▶ _Prompt_
Could you return all of the records exactly as they stand?

▶ _Input records_
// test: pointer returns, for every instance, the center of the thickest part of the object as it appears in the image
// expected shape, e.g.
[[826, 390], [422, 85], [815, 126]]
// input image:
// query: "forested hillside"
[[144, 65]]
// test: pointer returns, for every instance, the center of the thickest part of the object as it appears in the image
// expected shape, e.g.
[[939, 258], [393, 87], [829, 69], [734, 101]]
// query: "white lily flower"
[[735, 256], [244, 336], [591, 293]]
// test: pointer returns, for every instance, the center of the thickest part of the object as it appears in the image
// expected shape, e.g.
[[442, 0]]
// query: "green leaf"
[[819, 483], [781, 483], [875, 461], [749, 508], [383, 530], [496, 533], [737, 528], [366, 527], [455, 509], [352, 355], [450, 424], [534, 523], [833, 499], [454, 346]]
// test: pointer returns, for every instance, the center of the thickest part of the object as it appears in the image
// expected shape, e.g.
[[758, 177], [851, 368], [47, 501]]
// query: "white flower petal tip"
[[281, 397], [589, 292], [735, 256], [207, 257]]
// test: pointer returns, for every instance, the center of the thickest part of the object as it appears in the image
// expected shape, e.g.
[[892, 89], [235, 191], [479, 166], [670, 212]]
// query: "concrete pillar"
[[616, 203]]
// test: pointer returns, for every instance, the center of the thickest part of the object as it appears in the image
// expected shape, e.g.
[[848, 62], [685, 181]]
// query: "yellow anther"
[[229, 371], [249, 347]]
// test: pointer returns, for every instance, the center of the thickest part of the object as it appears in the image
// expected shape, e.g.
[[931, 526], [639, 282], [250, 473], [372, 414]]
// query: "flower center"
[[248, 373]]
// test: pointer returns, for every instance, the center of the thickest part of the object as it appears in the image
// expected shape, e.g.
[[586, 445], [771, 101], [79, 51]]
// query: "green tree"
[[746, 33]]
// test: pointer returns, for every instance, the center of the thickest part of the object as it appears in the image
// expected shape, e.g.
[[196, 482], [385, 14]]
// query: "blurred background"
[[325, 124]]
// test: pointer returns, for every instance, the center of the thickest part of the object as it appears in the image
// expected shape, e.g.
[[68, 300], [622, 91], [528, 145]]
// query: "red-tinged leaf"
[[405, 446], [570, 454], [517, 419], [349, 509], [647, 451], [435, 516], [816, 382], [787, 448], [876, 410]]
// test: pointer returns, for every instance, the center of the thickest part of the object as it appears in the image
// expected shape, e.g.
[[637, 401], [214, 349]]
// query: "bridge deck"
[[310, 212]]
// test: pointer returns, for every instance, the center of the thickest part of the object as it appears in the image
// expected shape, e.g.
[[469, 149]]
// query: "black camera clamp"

▶ _Written answer_
// test: pointer returns, for every instance, the center of the thickest part of the object as it appears in the image
// expected shape, e.g.
[[826, 390], [422, 85], [815, 126]]
// input image:
// query: "forested hillside"
[[144, 65]]
// test: pointer returns, for every instance, the center of the thickest part of the object as it appears in the image
// expected shape, e.g.
[[939, 258], [393, 87], [829, 69], [734, 101]]
// query: "white lily flower"
[[735, 256], [244, 336], [591, 293]]
// test: pointer returns, for every instance, the center of the thickest part of the object as it appears in the image
// expected shape, e.g.
[[442, 0]]
// query: "green leaf"
[[819, 483], [781, 483], [875, 461], [749, 508], [383, 530], [496, 533], [737, 528], [366, 527], [455, 509], [352, 355], [450, 424], [534, 523], [833, 499], [454, 346]]
// test: pointer returns, for every instance, the center of the thickest part of the object as it appears in the image
// expected shape, e.g.
[[758, 177], [851, 368], [47, 501]]
// query: "white flower petal tip"
[[281, 397], [589, 292], [735, 256], [207, 257]]
// test: pointer returns, for every instance, the center of the thickest part of the object as it appears in the image
// expected shape, e.g.
[[892, 89], [235, 191], [479, 166], [670, 212]]
// query: "concrete pillar"
[[616, 203]]
// test: pointer returns, for every instance, the center of the thickest part of the object as it appears in the image
// expected shape, e.g.
[[848, 62], [685, 181]]
// query: "yellow anther"
[[229, 371], [249, 347]]
// test: pointer returns, for every instance, the center of the thickest part of the object as it appears in the image
// expected shape, e.g.
[[931, 526], [639, 282], [250, 473], [372, 414]]
// query: "flower center"
[[248, 373]]
// test: pointer returns, for every instance, the center of the thickest part of the object as it appears in the image
// expected shape, e.g.
[[586, 445], [771, 101], [79, 51]]
// query: "green tree"
[[746, 33]]
// test: pointer returns, for every instance, the center of the thickest part of the object as it appears in the image
// expected shape, e.g.
[[196, 482], [385, 14]]
// query: "blurred background"
[[325, 124]]
// test: pointer returns, for every instance, the center of the thickest part of the object as it appears in the image
// expected shape, e.g.
[[68, 300], [622, 91], [528, 145]]
// query: "red-tinged leaf"
[[405, 446], [570, 454], [517, 419], [349, 509], [647, 451], [435, 516], [816, 382], [787, 448], [876, 410]]
// test: pointer returns, for every instance, the center of the thickest part of the object as it appears in the image
// expected shape, e.g.
[[637, 401], [214, 349]]
// query: "bridge deck"
[[310, 212]]
// test: pointer returns, for every instance, the center of the thickest part of the object as it appears in the image
// expected shape, e.g.
[[469, 149]]
// query: "black camera clamp"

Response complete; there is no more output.